(Saved data entries)
>>>>>
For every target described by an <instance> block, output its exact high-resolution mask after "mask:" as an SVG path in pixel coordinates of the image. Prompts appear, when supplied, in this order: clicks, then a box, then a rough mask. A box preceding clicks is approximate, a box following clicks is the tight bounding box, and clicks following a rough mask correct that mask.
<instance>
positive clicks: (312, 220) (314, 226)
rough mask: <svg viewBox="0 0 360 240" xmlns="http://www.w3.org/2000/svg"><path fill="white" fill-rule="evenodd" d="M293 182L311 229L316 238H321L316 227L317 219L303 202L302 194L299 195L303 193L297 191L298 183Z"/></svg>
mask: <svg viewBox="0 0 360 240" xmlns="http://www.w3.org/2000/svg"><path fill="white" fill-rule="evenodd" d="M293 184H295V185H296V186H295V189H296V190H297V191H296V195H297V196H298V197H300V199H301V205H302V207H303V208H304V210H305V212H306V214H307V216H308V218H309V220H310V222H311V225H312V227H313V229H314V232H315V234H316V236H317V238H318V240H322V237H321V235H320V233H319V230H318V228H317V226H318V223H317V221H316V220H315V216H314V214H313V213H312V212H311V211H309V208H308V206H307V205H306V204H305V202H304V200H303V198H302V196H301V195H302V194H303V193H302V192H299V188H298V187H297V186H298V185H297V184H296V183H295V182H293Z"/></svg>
<<<<<
>>>>>
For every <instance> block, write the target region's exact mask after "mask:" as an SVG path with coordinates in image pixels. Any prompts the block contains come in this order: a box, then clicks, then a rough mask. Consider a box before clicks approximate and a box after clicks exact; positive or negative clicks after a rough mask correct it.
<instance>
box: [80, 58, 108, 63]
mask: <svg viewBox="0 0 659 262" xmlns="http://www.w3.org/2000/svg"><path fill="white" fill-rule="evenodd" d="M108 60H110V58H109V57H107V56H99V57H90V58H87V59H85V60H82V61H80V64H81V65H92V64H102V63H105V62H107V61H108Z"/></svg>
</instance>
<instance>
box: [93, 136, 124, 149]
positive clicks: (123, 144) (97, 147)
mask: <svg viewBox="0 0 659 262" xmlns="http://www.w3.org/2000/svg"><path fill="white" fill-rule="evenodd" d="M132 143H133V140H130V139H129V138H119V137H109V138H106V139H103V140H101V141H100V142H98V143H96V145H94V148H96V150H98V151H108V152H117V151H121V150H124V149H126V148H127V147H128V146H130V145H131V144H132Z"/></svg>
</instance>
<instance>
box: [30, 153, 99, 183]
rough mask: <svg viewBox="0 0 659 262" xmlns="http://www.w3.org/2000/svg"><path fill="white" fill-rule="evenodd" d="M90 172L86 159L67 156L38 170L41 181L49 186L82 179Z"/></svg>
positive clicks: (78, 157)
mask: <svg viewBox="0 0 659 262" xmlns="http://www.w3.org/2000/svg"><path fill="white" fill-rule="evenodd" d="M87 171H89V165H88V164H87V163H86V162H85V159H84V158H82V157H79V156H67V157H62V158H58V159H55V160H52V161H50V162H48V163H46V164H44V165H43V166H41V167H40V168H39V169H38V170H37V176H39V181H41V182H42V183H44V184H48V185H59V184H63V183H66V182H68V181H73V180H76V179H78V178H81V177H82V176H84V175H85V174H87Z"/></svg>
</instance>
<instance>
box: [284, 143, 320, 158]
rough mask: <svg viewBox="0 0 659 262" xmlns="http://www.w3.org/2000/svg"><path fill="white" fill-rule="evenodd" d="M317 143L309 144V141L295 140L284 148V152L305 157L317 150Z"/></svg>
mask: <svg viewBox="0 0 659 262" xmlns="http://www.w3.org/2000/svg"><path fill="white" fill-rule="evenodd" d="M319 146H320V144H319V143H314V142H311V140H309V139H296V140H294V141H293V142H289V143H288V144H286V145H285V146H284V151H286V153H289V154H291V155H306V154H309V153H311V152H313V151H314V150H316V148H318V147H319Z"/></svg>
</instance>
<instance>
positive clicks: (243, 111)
<<<<<
Return the lines of the saved data entries that begin with the line containing "For every target" and continue through the line containing "positive clicks: (312, 220) (314, 226)", with both of those lines included, reproduced character for character.

FINAL ANSWER >>
For every target described by an <instance> block, output its exact high-resolution mask after "mask:" as an SVG path in pixel coordinates of the image. Prompts appear, when supplied, in this order: clicks, then a box, then a rough mask. A box preceding clicks is approximate, a box following clicks is the tight bounding box, and clicks following a rough mask correct that mask.
<instance>
positive clicks: (312, 220) (314, 226)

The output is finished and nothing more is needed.